Required work:
Pictures stay out of the copy; set down each line of the listing below exactly.

━━━ Record set ━━━

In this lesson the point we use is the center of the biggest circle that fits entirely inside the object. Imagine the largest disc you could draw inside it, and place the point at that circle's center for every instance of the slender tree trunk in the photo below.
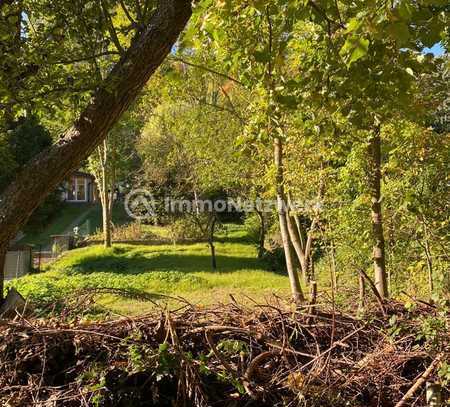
(262, 234)
(114, 95)
(211, 242)
(106, 220)
(429, 257)
(2, 273)
(297, 244)
(429, 266)
(282, 215)
(362, 292)
(105, 186)
(333, 265)
(379, 259)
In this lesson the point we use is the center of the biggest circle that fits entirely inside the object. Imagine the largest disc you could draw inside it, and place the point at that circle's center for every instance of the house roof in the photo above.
(82, 174)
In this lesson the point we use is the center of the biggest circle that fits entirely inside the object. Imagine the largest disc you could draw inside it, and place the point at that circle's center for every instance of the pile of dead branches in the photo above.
(230, 355)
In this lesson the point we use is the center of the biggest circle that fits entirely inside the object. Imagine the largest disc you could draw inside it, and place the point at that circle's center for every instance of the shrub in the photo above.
(184, 229)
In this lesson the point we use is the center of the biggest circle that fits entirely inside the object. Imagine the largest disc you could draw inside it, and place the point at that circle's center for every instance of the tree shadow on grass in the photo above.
(138, 263)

━━━

Exercise result:
In this lesson the point we use is the center of the biggest circle that fits entirely inside the object. Imagine the largest disc you could draw inside it, and place the point at that circle's center for every instance of the slender tree trunk in the photo below.
(262, 234)
(114, 95)
(211, 242)
(106, 220)
(429, 257)
(2, 273)
(297, 244)
(429, 266)
(282, 215)
(362, 292)
(105, 186)
(333, 265)
(379, 259)
In this lesson the point we use is the center of the biggest circle that fits entirely inside the object. Imagine the largest disc you could draw inside it, and place the point at that circle's center for every instance of the house roof in the photo above.
(82, 174)
In this lesson the point we use is the center of the biggest circle that fits entirely inside the object. Imagine the largest disc you could draw inside it, and place the point at that circle's center for every instance of the pile of dead branches in the photo above.
(230, 355)
In this lesson the point we use is the center of the biggest circle that fits entirely inside the object. Imagine the largest disc you could draw inside it, and place the point at that circle's center for every instance of the shrub in the photo above.
(184, 229)
In this lesson the point we use is the center of the biggest circle that fits entirely inside the object. Imagine the largest disc you could draw inside it, and place the point at that circle's center for every instance of the tree shadow on grass in the photo above.
(138, 263)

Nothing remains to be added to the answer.